- _LISTED ENTRIES_
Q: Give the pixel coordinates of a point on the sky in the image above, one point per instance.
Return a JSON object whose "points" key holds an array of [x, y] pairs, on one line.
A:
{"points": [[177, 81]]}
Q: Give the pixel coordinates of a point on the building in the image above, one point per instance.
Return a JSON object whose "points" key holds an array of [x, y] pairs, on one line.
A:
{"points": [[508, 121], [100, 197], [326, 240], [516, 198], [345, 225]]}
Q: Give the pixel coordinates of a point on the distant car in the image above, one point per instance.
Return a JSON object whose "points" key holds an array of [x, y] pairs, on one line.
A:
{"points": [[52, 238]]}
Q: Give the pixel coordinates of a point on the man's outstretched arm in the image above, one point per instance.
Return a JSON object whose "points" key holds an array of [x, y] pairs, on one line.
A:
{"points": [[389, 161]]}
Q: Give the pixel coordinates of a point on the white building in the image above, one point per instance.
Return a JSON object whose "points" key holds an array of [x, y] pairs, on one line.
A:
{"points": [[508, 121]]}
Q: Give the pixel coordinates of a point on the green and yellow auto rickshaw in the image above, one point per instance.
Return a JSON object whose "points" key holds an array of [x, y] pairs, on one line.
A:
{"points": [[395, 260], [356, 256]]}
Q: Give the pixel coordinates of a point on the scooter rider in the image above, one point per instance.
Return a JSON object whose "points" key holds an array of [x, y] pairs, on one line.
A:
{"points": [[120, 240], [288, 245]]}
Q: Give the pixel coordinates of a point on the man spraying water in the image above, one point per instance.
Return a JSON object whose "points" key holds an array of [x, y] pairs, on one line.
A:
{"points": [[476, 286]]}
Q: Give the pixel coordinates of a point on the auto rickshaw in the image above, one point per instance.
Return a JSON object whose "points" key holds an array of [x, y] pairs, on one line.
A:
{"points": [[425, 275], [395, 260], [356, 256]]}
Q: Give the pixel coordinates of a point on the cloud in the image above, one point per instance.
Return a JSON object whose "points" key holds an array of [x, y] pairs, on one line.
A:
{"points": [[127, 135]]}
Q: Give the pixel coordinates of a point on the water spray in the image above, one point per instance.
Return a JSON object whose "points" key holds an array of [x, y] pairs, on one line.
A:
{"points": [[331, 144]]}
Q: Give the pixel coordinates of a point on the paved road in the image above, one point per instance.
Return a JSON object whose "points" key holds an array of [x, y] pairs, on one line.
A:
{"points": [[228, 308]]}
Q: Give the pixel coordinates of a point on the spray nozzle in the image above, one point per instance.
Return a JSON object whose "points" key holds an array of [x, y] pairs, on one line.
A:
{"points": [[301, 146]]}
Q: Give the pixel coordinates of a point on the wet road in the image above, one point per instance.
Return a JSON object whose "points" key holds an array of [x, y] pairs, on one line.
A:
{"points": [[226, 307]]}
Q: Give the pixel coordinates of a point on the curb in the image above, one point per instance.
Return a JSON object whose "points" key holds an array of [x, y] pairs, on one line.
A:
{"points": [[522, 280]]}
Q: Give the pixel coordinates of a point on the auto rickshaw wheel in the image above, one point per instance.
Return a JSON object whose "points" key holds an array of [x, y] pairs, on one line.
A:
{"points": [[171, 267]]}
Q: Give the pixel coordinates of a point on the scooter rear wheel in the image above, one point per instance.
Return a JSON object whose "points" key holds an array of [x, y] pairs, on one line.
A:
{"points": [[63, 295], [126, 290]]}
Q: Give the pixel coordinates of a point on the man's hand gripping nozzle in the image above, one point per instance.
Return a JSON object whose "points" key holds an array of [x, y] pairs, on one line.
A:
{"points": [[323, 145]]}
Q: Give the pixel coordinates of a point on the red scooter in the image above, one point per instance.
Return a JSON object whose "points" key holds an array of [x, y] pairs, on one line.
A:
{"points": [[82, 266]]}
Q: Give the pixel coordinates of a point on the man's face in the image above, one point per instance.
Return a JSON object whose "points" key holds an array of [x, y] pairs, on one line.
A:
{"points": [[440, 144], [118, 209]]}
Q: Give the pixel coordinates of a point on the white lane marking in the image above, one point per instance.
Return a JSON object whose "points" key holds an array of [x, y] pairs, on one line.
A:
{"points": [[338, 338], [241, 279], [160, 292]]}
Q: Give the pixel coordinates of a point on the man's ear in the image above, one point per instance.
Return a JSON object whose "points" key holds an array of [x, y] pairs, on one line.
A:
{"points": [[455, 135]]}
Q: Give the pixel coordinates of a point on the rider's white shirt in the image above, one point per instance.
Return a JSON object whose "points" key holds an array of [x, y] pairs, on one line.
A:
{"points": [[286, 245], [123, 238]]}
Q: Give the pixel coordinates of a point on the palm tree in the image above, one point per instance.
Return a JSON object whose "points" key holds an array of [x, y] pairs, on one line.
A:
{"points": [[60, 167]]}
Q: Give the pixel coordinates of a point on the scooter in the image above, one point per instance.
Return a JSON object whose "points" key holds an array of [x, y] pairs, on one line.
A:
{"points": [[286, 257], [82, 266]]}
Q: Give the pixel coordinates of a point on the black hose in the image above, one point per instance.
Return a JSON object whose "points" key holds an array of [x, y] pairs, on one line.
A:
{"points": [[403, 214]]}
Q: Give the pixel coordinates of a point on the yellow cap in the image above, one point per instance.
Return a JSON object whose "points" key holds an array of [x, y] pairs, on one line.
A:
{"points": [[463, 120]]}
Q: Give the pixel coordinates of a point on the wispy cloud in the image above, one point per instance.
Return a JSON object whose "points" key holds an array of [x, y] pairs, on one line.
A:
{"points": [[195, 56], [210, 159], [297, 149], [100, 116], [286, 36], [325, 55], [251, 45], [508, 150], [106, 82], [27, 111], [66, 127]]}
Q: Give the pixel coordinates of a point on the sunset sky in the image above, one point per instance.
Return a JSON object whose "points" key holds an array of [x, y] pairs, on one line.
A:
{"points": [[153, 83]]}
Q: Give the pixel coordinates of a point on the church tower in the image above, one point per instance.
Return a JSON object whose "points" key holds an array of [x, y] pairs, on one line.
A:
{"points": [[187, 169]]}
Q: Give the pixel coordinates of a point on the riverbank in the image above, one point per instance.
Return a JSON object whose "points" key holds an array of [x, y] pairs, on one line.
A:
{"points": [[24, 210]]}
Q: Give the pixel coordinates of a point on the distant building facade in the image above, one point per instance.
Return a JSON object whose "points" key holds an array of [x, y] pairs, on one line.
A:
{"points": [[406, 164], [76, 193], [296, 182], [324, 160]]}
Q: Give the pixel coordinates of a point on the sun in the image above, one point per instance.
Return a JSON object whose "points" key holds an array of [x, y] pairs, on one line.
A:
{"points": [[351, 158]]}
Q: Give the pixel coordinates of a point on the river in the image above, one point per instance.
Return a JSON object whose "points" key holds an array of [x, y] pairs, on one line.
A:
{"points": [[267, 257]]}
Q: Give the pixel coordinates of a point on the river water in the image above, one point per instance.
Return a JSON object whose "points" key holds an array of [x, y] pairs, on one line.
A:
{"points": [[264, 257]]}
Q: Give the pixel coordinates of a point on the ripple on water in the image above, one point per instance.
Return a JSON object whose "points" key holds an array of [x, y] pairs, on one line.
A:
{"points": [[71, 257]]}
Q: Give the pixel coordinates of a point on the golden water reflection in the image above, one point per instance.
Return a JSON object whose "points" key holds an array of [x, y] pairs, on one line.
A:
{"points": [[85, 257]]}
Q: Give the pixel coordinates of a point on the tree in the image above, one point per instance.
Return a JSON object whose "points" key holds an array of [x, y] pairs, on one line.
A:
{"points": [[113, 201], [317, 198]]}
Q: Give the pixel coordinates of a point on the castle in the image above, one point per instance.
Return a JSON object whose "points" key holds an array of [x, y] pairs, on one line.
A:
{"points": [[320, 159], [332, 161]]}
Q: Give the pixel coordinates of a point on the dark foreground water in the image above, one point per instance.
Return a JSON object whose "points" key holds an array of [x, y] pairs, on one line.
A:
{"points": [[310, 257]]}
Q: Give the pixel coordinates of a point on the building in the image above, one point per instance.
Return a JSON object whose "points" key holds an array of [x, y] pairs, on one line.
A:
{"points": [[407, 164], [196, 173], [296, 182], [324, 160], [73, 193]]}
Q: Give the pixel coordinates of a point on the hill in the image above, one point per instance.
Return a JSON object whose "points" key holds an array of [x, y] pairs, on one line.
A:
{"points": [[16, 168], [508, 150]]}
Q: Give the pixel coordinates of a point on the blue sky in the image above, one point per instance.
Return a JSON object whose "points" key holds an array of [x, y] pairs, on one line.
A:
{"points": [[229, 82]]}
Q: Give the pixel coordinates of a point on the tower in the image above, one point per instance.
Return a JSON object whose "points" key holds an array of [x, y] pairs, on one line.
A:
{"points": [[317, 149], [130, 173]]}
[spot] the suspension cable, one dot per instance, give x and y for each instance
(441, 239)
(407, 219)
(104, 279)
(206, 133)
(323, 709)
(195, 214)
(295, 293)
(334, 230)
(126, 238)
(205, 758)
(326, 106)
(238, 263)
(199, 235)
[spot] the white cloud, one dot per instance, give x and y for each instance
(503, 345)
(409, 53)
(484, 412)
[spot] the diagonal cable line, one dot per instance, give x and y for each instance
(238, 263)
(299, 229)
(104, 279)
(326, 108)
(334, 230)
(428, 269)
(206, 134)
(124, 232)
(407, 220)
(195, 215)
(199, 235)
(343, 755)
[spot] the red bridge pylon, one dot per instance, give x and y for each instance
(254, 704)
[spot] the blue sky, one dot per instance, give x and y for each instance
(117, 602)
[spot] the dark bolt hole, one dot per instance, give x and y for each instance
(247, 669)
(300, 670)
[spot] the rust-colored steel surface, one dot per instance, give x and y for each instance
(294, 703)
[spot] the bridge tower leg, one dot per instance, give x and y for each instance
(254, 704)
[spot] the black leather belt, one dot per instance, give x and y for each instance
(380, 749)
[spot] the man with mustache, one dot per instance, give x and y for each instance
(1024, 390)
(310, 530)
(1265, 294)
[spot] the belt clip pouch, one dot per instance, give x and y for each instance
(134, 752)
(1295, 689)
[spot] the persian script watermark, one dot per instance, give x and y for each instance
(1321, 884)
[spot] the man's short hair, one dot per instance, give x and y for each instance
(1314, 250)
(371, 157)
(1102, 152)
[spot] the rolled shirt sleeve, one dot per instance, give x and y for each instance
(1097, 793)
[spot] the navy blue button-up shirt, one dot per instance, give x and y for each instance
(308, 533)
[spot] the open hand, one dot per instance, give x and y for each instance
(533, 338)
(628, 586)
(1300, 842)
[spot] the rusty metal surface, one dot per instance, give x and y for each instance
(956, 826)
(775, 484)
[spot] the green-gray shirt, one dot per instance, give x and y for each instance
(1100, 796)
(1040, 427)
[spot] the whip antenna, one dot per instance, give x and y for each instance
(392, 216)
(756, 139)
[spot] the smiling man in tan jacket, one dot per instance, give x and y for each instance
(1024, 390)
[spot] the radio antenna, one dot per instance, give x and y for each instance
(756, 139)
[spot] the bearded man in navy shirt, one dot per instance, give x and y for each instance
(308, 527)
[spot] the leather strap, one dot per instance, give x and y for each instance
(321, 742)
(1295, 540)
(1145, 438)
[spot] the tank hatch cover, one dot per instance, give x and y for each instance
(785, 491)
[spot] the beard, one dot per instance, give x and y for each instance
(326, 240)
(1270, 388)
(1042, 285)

- _EXERCISE_
The lines to reproduce run from the line containing "[spot] the rusty" to the end of the listing; write them out exactly and add nothing.

- _SOLVED EXERCISE_
[spot] the rusty metal surface, one dot per instance, give x and y for each instance
(956, 826)
(775, 484)
[spot] the green-gray shirt, one dot per instance, give x and y for each instance
(1100, 796)
(1040, 427)
[spot] the whip antenna, one dot per instance, give x and y for each instance
(392, 216)
(756, 139)
[spot] the smiling man in tan jacket, one dot per instance, give x and y for each instance
(1024, 390)
[spot] the radio antenna, one dot per instance, give x and y for each instance
(756, 139)
[spot] the bearded man in navy shirt, one dot per instance, give x and y for each instance
(308, 527)
[spot] the leather strap, one dot per instance, give x and y for each instance
(321, 742)
(1295, 540)
(1145, 438)
[spot] the tank hatch cover, one dot per instance, give x and y for each instance
(785, 491)
[spot] the beard, one dot per instance, give x and y for each instance
(326, 240)
(1270, 388)
(1042, 285)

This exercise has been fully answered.